PROVIDED MATERIAL ::
━━━━━━━━

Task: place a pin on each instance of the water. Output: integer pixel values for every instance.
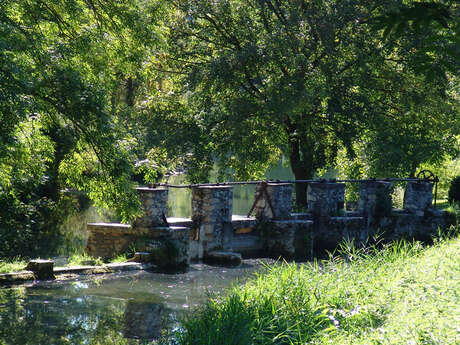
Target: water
(126, 308)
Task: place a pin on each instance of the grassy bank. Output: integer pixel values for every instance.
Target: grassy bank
(403, 294)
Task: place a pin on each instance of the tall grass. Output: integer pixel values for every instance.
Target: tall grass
(401, 294)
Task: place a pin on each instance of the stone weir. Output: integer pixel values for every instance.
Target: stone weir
(213, 233)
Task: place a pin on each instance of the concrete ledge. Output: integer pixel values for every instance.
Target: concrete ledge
(16, 277)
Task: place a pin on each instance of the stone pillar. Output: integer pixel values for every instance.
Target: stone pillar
(212, 217)
(276, 195)
(418, 197)
(325, 199)
(375, 198)
(155, 206)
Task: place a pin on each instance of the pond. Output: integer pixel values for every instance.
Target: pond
(130, 308)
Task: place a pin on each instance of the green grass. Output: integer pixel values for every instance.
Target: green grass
(13, 265)
(401, 294)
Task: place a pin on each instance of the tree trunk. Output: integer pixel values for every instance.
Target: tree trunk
(301, 172)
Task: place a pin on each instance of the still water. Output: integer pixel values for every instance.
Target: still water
(130, 308)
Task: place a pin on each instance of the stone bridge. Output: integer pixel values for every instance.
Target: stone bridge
(214, 233)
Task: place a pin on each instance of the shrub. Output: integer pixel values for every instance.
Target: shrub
(454, 190)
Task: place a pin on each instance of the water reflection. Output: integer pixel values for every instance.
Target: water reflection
(143, 320)
(112, 309)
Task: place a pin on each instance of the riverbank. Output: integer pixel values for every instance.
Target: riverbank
(401, 294)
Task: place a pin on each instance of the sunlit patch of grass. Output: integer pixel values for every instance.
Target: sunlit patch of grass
(403, 293)
(12, 265)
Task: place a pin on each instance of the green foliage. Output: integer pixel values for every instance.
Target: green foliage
(363, 296)
(436, 23)
(13, 265)
(454, 190)
(304, 79)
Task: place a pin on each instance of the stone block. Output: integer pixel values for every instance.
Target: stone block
(375, 200)
(212, 216)
(325, 199)
(274, 200)
(223, 258)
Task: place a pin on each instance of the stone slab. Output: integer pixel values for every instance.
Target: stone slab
(224, 258)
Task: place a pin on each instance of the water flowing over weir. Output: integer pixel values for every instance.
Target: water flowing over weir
(270, 229)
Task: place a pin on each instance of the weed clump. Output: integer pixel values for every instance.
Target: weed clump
(375, 295)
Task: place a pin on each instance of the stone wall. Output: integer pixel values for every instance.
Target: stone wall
(212, 218)
(273, 201)
(275, 231)
(325, 199)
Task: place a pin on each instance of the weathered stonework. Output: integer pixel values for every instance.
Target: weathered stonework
(325, 199)
(274, 201)
(375, 200)
(214, 233)
(169, 247)
(291, 239)
(212, 217)
(155, 207)
(418, 196)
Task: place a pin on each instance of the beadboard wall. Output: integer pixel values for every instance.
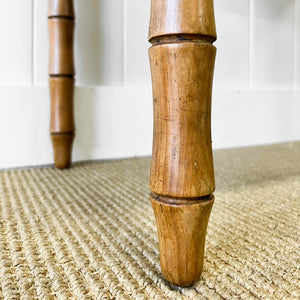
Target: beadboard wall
(256, 97)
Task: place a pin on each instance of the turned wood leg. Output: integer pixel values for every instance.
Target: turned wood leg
(61, 80)
(182, 177)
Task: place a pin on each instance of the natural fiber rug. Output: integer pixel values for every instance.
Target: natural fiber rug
(89, 232)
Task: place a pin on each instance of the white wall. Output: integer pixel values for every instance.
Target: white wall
(256, 97)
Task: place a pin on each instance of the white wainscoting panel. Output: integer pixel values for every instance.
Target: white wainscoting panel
(137, 70)
(115, 122)
(272, 44)
(232, 60)
(16, 42)
(98, 43)
(297, 46)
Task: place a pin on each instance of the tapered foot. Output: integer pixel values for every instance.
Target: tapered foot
(62, 147)
(181, 226)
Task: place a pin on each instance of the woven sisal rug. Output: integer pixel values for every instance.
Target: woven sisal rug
(89, 232)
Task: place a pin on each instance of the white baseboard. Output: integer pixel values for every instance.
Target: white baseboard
(115, 122)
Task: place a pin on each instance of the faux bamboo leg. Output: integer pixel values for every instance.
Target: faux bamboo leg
(61, 79)
(182, 176)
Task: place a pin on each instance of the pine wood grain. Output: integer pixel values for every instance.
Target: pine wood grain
(182, 177)
(61, 80)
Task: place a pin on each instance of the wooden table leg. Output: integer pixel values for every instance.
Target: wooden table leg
(61, 80)
(182, 177)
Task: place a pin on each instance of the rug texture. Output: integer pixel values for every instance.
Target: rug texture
(90, 233)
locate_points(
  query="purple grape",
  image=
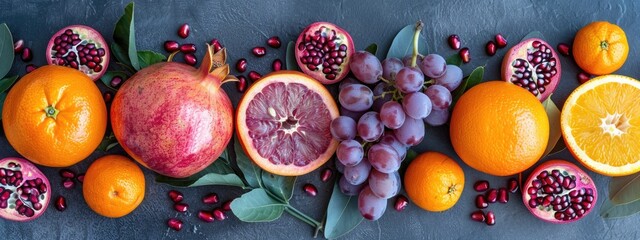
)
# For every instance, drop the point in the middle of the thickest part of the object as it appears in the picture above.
(433, 66)
(343, 128)
(411, 133)
(409, 80)
(384, 185)
(451, 78)
(357, 174)
(371, 206)
(392, 115)
(417, 105)
(370, 127)
(350, 152)
(383, 158)
(440, 97)
(356, 97)
(366, 67)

━━━━━━━━

YOUR OBJECTIVE :: Reproduce exactly and only the lines from the one with "Task: place a pin on each instance of the beadboard" through the last entry, both included, excluding every picture.

WRITTEN RESPONSE ::
Task: place a pin on each instance of the beadboard wall. Output: integer pixel values for every instance.
Target: beadboard wall
(256, 97)
Task: place a pin on each instance of the turned wood leg. Output: integer pixel values for every instance.
Target: turned wood leg
(61, 80)
(182, 177)
Task: place a pin on each instance of the natural fiber rug. Output: integer pixel values for every instance.
Target: natural fiber rug
(89, 232)
Task: place a pin on each instance of the white wall. Output: integer pixel values for every instance.
Target: white wall
(256, 97)
Task: place a pin on each instance of the white wainscoting panel. Output: integer pixel values for every instance.
Target: white wainscoting panel
(137, 70)
(115, 122)
(272, 44)
(232, 60)
(16, 42)
(98, 43)
(297, 46)
Task: place a pin on each instance of the tapered foot. Output: integer pixel values for every instance.
Target: tapered foot
(62, 147)
(181, 226)
Task: place a pin on each instance of the woven sisal rug. Output: integer pixel values for every instance.
Target: woven sisal rug
(89, 232)
Task: place a pin on each instance of the white baseboard. Output: integer pixel values for every instance.
Target: white baseboard
(115, 122)
Task: place a pin on each instance of the faux bamboo leg. Output: integer pixel values for every instance.
Target: faux bamboo leg
(61, 79)
(182, 176)
Task: place a pin on each instance of the pine wood grain. Output: integer pixel values for every instance.
Target: pine wood grain
(182, 177)
(61, 80)
Task: place a pin on each instance of the wooden table leg. Output: integer pixel values for every instance.
Target: wooden table leg
(61, 80)
(182, 177)
Task: place a pin on each instance of the rug texture. Output: integer pixel values for every instance.
Target: rug texture
(90, 233)
locate_points(
  query="purple grape",
  image=
)
# For every instance, drop the point in the middle of the thickest part of the object as it appears in the picture above.
(433, 66)
(343, 128)
(411, 133)
(409, 80)
(384, 185)
(451, 78)
(357, 174)
(371, 206)
(392, 115)
(417, 105)
(370, 127)
(350, 152)
(383, 158)
(440, 97)
(356, 97)
(366, 67)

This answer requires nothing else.